We conclude that the charge erroneously included definitions for intentional and knowingly that did not limit the definition to the result of the conduct. See Haggins v. State, 785 S.W.2d 827, 828 (Tex. Crim. App. 1990). Appellant did not object to the charge; therefore we will reverse only "if the error is so egregious and created such harm that [appellant] 'has not had a fair and impartial trial'--in short 'egregious harm.'" Almanza, 686 S.W.2d 157 at 171. To conduct an egregious harm analysis, we consider "(1) the entire jury charge, (2) the state of the evidence, including the contested issues and weight of probative evidence, (3) the argument of counsel and (4) any other relevant information revealed by the record of the trial as a whole." Id.
Although the trial court gave the full statutory definitions of the culpable mental states in the abstract portion of the charge, the court properly limited the definitions in the application paragraph. Abstract statements of the law that go beyond the allegations in the indictment will not present reversible error when the court's application of the law to the facts effectively restricts the jury's deliberation to the allegations in the indictment. Grady v. State, 614 S.W.2d 830, 831 (Tex. Crim. App. 1981) (finding no error because application paragraph properly applied the law as alleged in the indictment, even though surplus words were contained in abstract portion of charge); Glockzin v. State, 220 S.W.3d 140, 150 (Tex. App.--Waco 2007, pet. ref'd); Hill v. State, 666 S.W.2d 663, 665 (Tex. App.--Houston [1st Dist.] 1984), aff'd, 686 S.W.2d 184 (Tex. Crim. App. 1985).

• [Data]
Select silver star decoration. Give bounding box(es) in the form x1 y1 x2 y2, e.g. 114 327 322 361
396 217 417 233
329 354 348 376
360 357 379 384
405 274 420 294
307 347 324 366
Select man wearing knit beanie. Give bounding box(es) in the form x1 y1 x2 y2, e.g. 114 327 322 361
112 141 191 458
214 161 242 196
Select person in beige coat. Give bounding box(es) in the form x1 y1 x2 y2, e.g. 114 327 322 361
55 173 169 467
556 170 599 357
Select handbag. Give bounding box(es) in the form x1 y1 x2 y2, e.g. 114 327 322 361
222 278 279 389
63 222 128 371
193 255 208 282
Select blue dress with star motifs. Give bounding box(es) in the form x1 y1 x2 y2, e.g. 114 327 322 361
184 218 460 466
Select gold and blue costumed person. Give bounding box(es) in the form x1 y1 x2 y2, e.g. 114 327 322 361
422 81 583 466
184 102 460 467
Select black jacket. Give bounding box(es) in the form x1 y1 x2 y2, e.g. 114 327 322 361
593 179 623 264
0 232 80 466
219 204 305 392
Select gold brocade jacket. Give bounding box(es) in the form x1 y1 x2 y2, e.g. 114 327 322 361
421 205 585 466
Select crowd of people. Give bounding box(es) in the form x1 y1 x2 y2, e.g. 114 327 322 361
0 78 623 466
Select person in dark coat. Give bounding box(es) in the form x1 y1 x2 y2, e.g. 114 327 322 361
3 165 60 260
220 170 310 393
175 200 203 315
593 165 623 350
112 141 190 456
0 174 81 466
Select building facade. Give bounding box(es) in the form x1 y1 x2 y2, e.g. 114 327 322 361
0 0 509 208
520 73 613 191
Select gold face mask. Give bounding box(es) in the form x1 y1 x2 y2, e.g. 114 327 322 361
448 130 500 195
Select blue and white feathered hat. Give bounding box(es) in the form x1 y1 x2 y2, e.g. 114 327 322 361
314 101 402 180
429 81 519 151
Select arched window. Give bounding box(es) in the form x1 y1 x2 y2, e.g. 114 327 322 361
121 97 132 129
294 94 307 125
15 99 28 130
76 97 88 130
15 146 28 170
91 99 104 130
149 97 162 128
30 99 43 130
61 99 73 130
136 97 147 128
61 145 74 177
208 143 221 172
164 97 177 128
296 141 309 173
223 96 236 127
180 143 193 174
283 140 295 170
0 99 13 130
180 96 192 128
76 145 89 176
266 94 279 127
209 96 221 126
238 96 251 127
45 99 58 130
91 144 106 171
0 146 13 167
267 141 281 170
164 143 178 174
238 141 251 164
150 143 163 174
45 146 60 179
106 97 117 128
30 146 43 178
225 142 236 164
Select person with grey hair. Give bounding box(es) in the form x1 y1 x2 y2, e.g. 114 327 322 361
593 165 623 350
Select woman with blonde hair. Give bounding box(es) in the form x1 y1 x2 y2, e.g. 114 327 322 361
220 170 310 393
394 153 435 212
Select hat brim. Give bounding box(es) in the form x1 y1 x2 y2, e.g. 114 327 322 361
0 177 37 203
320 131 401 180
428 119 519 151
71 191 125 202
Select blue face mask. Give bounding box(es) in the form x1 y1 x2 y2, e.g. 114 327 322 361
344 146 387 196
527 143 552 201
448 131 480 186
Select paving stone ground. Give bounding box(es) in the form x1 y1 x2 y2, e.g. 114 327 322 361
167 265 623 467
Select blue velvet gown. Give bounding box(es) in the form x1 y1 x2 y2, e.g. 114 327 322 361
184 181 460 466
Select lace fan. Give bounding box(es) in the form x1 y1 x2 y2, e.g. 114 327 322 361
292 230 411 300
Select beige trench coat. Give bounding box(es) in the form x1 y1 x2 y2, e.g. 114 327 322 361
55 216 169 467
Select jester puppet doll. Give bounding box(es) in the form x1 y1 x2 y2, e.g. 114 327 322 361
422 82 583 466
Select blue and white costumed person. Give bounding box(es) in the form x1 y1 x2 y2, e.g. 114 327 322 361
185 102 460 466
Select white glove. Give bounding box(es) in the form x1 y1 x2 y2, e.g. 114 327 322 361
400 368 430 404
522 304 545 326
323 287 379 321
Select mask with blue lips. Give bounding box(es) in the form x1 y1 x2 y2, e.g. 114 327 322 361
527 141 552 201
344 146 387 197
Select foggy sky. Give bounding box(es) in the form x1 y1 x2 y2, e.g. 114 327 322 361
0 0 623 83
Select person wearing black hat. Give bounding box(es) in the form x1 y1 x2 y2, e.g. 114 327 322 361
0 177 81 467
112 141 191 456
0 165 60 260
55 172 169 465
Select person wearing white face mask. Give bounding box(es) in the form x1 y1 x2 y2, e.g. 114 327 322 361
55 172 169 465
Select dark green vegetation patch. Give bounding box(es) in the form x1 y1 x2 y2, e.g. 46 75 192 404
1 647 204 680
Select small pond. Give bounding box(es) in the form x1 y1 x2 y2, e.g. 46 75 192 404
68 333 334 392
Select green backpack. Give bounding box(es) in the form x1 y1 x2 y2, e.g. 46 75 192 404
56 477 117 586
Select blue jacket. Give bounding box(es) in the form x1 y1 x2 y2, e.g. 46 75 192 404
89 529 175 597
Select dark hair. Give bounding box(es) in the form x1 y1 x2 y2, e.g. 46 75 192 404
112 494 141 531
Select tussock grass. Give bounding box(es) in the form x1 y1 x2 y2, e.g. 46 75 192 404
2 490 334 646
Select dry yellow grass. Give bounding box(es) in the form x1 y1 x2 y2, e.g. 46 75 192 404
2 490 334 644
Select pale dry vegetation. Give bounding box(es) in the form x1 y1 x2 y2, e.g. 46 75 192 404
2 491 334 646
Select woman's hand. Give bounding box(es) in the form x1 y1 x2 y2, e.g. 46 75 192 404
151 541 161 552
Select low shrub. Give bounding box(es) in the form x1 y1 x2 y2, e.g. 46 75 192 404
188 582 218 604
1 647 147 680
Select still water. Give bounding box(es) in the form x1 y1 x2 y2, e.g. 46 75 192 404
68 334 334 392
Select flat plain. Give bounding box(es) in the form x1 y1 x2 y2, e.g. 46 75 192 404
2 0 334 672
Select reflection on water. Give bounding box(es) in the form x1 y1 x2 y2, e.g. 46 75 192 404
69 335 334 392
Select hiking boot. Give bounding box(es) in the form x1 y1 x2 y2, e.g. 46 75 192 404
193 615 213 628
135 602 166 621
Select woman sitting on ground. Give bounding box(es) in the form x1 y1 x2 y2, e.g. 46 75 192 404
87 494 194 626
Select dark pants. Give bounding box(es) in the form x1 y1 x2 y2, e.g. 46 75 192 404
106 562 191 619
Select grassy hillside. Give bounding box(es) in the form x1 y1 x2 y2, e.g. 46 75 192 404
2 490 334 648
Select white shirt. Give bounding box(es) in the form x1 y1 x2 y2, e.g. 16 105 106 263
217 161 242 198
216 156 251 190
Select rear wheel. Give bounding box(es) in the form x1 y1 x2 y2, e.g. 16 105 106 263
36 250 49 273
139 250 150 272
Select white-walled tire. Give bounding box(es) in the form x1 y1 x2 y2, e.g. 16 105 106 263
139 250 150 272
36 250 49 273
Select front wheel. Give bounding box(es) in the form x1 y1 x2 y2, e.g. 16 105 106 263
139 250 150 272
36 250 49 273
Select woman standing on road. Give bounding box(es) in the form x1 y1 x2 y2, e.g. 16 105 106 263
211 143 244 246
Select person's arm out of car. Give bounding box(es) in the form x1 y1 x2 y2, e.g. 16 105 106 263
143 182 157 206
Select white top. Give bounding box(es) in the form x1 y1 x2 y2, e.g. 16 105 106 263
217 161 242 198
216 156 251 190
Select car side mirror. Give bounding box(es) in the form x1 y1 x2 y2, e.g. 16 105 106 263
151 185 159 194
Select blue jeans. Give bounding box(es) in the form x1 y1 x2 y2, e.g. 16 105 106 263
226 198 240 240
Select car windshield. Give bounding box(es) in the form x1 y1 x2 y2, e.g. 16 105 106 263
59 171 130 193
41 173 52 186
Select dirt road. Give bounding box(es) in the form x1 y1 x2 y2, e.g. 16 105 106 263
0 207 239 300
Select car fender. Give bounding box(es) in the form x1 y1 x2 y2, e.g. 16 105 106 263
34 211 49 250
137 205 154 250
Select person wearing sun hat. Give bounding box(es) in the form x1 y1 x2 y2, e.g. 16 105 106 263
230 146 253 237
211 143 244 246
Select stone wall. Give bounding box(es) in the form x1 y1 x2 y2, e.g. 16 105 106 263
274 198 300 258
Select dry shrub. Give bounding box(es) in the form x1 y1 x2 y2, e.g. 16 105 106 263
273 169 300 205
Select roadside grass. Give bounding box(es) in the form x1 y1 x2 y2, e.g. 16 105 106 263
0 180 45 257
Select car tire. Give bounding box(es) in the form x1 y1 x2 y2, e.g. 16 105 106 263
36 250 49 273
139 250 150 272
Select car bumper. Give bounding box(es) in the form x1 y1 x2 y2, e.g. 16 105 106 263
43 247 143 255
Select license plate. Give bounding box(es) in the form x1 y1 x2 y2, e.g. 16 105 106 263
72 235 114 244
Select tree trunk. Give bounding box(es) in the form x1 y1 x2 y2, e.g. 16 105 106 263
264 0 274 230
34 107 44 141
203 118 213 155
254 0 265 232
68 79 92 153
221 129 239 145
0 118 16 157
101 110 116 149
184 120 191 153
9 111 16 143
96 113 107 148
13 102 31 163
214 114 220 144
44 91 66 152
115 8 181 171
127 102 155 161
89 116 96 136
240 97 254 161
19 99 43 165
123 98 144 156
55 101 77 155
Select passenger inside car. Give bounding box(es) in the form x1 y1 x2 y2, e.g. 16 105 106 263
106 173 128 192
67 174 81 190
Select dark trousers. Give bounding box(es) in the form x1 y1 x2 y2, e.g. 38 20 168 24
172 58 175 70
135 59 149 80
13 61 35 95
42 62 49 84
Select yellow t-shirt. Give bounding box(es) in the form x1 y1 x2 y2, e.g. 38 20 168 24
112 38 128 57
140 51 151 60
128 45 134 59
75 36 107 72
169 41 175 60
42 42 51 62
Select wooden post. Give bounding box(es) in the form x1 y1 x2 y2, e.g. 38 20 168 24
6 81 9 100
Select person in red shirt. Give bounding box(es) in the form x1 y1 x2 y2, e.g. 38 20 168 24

• [What this exercise asks]
(1) Answer these from the court opinion excerpt:
(a) Which case does the opinion cite right after concluding that the charge erroneously included the definitions for intentional and knowingly?
(b) What is the second item the court considers in an egregious harm analysis?
(c) In what year was Grady v. State decided?
(2) Could you render this sentence from the court opinion excerpt in Spanish: "Although the trial court gave the full statutory definitions of the culpable mental states in the abstract portion of the charge, the court properly limited the definitions in the application paragraph."
(3) Can you carry the court opinion excerpt forward from the point where it ends?

• [Exercise results]
(1)
(a) Haggins v. State, 785 S.W.2d 827, 828 (Tex. Crim. App. 1990).
(b) The state of the evidence, including the contested issues and weight of probative evidence.
(c) 1981.

(2) Aunque el tribunal de primera instancia dio las definiciones legales completas de los estados mentales culpables en la parte abstracta de las instrucciones al jurado, el tribunal limitó debidamente las definiciones en el párrafo de aplicación.

(3)
In Patrick v. State, the trial court did not properly limit the definitions of the culpable mental states for the result-oriented crime of capital murder. See Patrick v. State, 906 S.W.2d 481, 491-93 (Tex. Crim. App. 1995). The definitions were, however, limited to the result of the conduct in the application paragraph. Id. at 493. The court first noted that the word "intentionally" modified the phrase "cause the death" in the application paragraph. Id. The court reasoned that the jury understood that the "result of conduct" language in the definition applied to the "cause the death" language in the application paragraph. Id. Thus, the court held that the application paragraph properly instructed the jury to apply only the appropriate portion of the broad definitions and found the trial court did not harm the defendant when it failed to limit the definitions to the result of the defendant's conduct. Id.
In this case, the trial court did not limit the definitions of the culpable mental states to the result of appellant's conduct. However, as in Patrick, the application paragraph correctly instructed the jury on the law. Additionally, the applicable mental states here modified "cause serious bodily injury" in the application paragraph. Because the application paragraph correctly instructed the jury on the law, the first Almanza factor favors finding no egregious harm.
There was significant evidence from which the jury could have reasonably inferred appellant's intent, including the severity of Robert's injuries and the testimony of the doctors that the injuries must have resulted from an extremely forceful act. Both parties correctly stated the law in closing arguments. Appellant does not complain regarding the fairness of the trial, evidence admitted or excluded, or comments from the court or the State. No other information supports a determination that appellant suffered egregious harm. Thus, the remaining Almanza factors likewise support a finding of no egregious harm.
After considering all the factors set forth in Almanza, we find the error in the abstract portion of the jury charge does not result in egregious harm. We overrule issue four.
We affirm the judgment of the trial court.
Frank C. Price (1)
Justice
Panel consists of Justices Alcala, Hanks, and Price.
Do not publish. See Tex. R. App. P. 47.2(b).
1. The Honorable Frank C. Price, former Justice, Court of Appeals, First District of Texas at Houston, participating by assignment.